*GIVEN REQUEST*
Copy the listing below exactly, from the line containing "Where can you spot the rock in" through the end of the listing, inclusive, leaving out the pictures.

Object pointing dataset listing
===============

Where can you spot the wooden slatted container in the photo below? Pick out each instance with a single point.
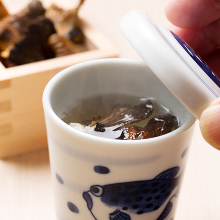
(22, 126)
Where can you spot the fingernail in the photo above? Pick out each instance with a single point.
(210, 125)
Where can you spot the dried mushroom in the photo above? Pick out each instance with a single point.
(28, 36)
(65, 21)
(33, 46)
(13, 27)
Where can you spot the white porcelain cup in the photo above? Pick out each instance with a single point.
(99, 178)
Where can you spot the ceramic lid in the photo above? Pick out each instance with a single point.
(173, 61)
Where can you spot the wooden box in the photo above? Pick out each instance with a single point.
(22, 125)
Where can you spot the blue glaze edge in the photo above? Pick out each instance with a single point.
(197, 59)
(186, 63)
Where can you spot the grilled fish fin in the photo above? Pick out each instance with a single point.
(168, 174)
(118, 215)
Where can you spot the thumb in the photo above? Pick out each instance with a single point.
(210, 124)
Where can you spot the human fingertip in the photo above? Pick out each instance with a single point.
(210, 124)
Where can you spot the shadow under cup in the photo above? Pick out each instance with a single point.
(100, 178)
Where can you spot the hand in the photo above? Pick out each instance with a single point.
(198, 23)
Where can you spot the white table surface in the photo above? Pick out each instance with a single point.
(25, 181)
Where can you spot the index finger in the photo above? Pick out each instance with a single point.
(193, 14)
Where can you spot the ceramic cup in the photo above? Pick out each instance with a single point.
(99, 178)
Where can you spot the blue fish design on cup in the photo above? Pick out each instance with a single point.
(137, 197)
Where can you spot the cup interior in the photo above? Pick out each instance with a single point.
(111, 76)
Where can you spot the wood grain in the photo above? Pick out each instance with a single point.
(25, 181)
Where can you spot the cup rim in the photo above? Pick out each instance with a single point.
(68, 129)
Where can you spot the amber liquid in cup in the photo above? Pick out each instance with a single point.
(121, 117)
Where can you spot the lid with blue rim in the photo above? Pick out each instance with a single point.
(182, 71)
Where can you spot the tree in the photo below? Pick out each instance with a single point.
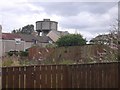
(71, 40)
(28, 29)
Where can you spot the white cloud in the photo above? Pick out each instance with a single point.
(18, 13)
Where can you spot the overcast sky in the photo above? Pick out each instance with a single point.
(88, 18)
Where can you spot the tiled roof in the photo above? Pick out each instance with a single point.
(9, 36)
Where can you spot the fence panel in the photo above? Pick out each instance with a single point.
(98, 75)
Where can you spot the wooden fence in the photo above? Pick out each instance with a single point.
(97, 75)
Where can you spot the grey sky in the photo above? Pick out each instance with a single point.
(87, 18)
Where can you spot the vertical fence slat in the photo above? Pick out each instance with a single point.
(10, 77)
(48, 73)
(53, 72)
(16, 77)
(30, 77)
(4, 77)
(88, 68)
(99, 75)
(21, 72)
(64, 76)
(37, 76)
(59, 71)
(43, 85)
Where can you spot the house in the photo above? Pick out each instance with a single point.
(21, 42)
(55, 35)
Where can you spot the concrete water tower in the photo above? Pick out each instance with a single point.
(45, 26)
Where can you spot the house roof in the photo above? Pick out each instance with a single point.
(26, 37)
(43, 39)
(9, 36)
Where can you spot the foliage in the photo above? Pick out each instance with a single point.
(23, 53)
(11, 53)
(67, 62)
(71, 40)
(28, 29)
(7, 62)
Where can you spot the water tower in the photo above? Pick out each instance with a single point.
(45, 26)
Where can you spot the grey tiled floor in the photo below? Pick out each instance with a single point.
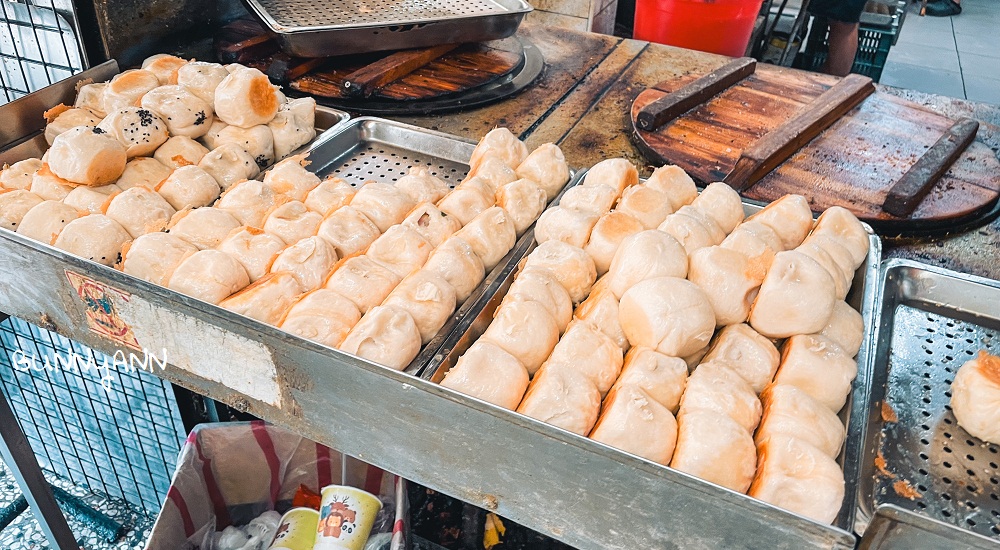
(955, 56)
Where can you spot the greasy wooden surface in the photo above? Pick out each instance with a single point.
(853, 164)
(695, 93)
(906, 194)
(583, 100)
(779, 144)
(464, 68)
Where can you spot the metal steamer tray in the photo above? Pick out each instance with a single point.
(925, 482)
(369, 148)
(314, 28)
(716, 517)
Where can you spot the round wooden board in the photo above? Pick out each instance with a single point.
(852, 164)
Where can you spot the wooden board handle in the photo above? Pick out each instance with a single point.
(688, 97)
(780, 143)
(907, 193)
(365, 81)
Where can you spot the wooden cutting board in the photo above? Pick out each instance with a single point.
(852, 164)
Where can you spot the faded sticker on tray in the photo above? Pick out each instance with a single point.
(204, 349)
(102, 313)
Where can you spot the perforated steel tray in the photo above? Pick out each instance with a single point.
(925, 482)
(797, 532)
(318, 28)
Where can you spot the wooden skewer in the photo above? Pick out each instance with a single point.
(675, 104)
(907, 193)
(780, 143)
(364, 82)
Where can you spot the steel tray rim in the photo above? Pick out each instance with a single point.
(872, 515)
(511, 8)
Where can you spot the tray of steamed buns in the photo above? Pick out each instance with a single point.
(368, 241)
(718, 338)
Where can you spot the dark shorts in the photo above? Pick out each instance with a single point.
(846, 11)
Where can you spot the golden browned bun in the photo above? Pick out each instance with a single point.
(253, 249)
(564, 399)
(184, 113)
(127, 88)
(675, 183)
(96, 237)
(154, 256)
(87, 156)
(180, 151)
(637, 424)
(791, 412)
(46, 220)
(140, 130)
(203, 227)
(749, 354)
(189, 187)
(144, 171)
(209, 275)
(349, 231)
(323, 316)
(19, 174)
(428, 298)
(715, 448)
(293, 126)
(201, 79)
(246, 98)
(385, 335)
(546, 166)
(267, 299)
(14, 205)
(228, 164)
(975, 397)
(795, 476)
(61, 118)
(140, 210)
(164, 66)
(668, 314)
(487, 372)
(362, 281)
(607, 237)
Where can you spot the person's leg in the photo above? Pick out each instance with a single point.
(944, 8)
(843, 47)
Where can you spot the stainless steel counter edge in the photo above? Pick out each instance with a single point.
(487, 456)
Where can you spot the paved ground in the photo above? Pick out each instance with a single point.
(955, 56)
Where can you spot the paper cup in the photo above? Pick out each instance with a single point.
(296, 530)
(345, 518)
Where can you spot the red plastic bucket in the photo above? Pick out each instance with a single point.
(716, 26)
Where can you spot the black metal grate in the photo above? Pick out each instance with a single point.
(39, 46)
(123, 442)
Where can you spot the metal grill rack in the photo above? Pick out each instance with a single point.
(123, 442)
(955, 478)
(310, 13)
(39, 45)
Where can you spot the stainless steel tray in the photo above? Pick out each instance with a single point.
(925, 482)
(316, 28)
(22, 133)
(369, 148)
(752, 513)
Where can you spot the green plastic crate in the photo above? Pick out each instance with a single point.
(874, 43)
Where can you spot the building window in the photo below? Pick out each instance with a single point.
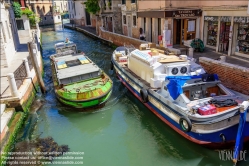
(8, 29)
(159, 26)
(2, 30)
(19, 24)
(33, 8)
(134, 21)
(212, 33)
(43, 8)
(38, 9)
(124, 19)
(144, 24)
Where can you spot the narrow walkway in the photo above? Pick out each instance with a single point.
(208, 52)
(87, 28)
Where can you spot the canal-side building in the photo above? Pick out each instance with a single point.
(110, 16)
(225, 27)
(46, 10)
(177, 22)
(221, 25)
(130, 25)
(8, 34)
(80, 13)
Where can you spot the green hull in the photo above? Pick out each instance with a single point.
(85, 93)
(86, 104)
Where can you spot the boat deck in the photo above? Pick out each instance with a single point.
(125, 67)
(86, 86)
(74, 66)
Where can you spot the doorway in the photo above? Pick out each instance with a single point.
(224, 37)
(177, 31)
(129, 25)
(88, 19)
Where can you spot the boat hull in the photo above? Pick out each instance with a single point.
(83, 94)
(97, 102)
(209, 139)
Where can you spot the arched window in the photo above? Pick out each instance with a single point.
(43, 8)
(38, 9)
(50, 8)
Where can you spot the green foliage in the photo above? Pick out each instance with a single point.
(27, 12)
(109, 4)
(17, 9)
(92, 6)
(33, 19)
(12, 139)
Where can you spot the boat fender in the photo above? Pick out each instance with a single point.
(185, 124)
(111, 66)
(144, 95)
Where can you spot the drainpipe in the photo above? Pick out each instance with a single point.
(26, 64)
(12, 83)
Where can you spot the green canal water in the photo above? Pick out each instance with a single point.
(124, 132)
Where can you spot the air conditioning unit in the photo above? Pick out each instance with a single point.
(177, 69)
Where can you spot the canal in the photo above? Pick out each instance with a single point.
(124, 132)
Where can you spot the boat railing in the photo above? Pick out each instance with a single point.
(64, 53)
(129, 48)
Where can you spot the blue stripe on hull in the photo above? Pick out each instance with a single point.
(229, 133)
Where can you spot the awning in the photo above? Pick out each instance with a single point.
(151, 14)
(171, 13)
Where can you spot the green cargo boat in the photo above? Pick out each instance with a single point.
(78, 82)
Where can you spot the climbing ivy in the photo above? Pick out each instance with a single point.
(92, 6)
(17, 9)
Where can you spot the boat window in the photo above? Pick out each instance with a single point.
(73, 63)
(199, 92)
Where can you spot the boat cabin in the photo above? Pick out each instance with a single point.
(76, 68)
(65, 48)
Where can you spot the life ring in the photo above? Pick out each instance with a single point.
(185, 124)
(144, 95)
(111, 66)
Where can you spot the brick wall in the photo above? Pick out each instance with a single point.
(119, 40)
(232, 76)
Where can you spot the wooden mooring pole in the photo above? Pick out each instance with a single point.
(33, 52)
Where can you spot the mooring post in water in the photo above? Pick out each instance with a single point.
(240, 134)
(26, 64)
(33, 52)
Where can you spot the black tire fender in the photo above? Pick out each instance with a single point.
(111, 66)
(185, 124)
(144, 95)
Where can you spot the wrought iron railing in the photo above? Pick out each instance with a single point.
(20, 73)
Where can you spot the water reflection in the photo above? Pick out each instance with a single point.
(124, 132)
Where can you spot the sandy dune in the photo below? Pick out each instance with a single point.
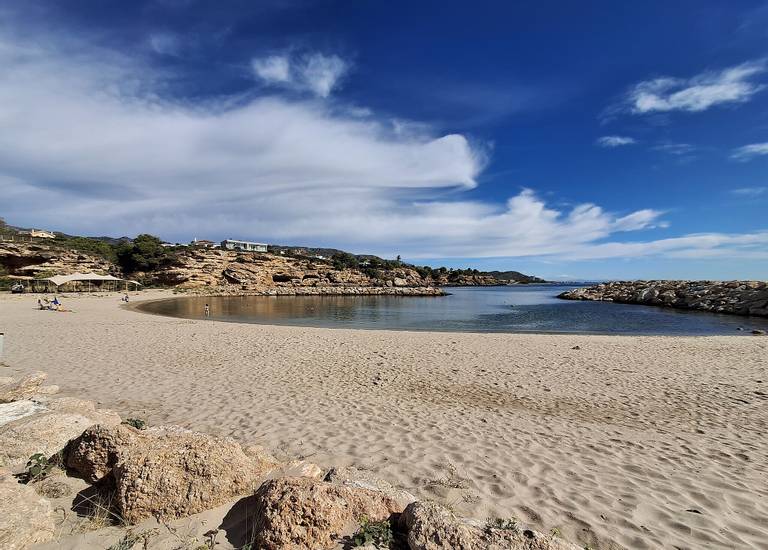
(636, 442)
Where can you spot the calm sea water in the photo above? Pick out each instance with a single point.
(530, 308)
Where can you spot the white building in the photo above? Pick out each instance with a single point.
(248, 246)
(38, 233)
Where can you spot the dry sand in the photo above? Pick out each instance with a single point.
(636, 442)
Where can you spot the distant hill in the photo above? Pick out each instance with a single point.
(514, 276)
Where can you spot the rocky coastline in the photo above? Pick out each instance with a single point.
(234, 290)
(731, 297)
(135, 485)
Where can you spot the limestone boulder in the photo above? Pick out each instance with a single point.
(49, 428)
(430, 526)
(301, 512)
(165, 471)
(363, 479)
(26, 518)
(94, 453)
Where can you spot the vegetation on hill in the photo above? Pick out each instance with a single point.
(146, 254)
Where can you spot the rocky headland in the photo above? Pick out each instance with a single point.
(734, 297)
(226, 272)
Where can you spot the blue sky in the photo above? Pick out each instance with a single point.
(569, 140)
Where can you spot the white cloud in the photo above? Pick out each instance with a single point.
(615, 141)
(749, 152)
(273, 69)
(749, 191)
(165, 43)
(731, 85)
(322, 73)
(678, 149)
(89, 146)
(316, 72)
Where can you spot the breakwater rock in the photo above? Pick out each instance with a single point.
(734, 297)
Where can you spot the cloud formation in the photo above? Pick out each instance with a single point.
(677, 149)
(615, 141)
(699, 93)
(750, 192)
(315, 72)
(748, 152)
(91, 146)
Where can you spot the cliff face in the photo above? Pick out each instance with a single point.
(231, 272)
(234, 271)
(43, 260)
(736, 297)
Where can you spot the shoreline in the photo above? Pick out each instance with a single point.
(601, 442)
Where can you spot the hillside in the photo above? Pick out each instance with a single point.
(284, 269)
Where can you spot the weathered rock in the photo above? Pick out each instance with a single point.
(164, 471)
(25, 388)
(301, 512)
(25, 517)
(735, 297)
(94, 453)
(430, 526)
(35, 259)
(48, 430)
(362, 479)
(18, 409)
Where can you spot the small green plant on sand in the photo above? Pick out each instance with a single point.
(378, 533)
(38, 467)
(131, 539)
(501, 524)
(137, 423)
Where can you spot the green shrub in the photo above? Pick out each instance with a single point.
(378, 533)
(38, 468)
(137, 423)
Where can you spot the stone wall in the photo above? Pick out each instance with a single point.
(735, 297)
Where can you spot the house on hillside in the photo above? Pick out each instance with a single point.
(38, 234)
(203, 243)
(247, 246)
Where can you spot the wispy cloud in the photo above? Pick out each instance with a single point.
(677, 149)
(699, 93)
(90, 145)
(317, 73)
(750, 192)
(165, 43)
(615, 141)
(748, 152)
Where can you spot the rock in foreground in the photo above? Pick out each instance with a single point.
(165, 472)
(735, 297)
(296, 512)
(25, 517)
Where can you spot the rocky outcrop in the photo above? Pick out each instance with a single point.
(44, 260)
(430, 526)
(37, 423)
(237, 272)
(26, 518)
(735, 297)
(164, 472)
(300, 512)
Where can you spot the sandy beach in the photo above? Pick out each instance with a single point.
(616, 442)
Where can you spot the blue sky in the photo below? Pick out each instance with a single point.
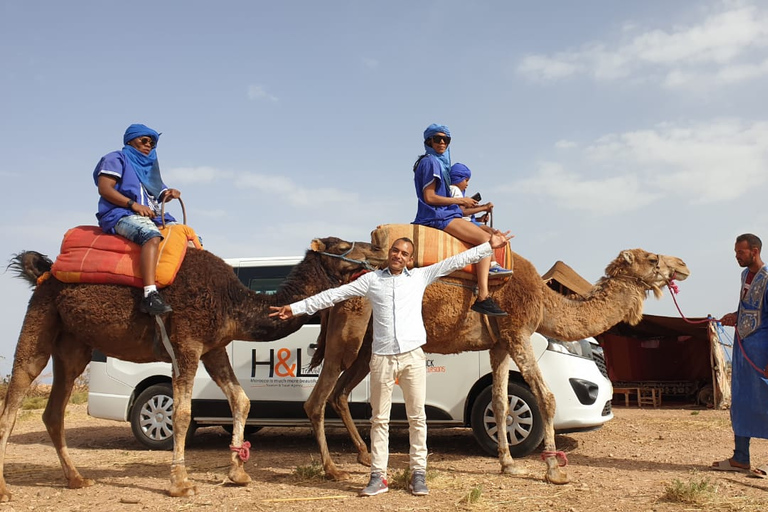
(592, 126)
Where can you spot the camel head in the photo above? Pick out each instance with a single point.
(345, 260)
(653, 270)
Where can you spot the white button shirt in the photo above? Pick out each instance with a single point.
(396, 300)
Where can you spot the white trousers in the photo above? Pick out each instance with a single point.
(409, 370)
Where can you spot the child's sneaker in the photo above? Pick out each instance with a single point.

===============

*TASK SOLUTION*
Where can you spot the rock in foreground in the photo above? Pick out each instance with a single point.
(165, 472)
(735, 297)
(296, 512)
(25, 517)
Where can you spot the rocky outcrop in the photo above? Pick out each instance with a single point.
(44, 260)
(430, 526)
(37, 423)
(237, 272)
(26, 518)
(735, 297)
(164, 472)
(300, 512)
Where can you spot the sandy beach in the photo above? Pick out each instance with a single point.
(616, 442)
Where can you spot the blue sky in the photo below? Pick out each instance with a single point.
(592, 126)
Where can you spot the camel head in the photo above? Pick out each instance with a single point.
(345, 260)
(653, 270)
Where can you spot the white button shirt in the photo above? Pick out each instance with a single point.
(396, 300)
Where can you spot the white trousers in the photo above? Pick out each instance with a single point.
(409, 370)
Where can you spot the child's sneaker in the photo above? Pick out each instance with a single point.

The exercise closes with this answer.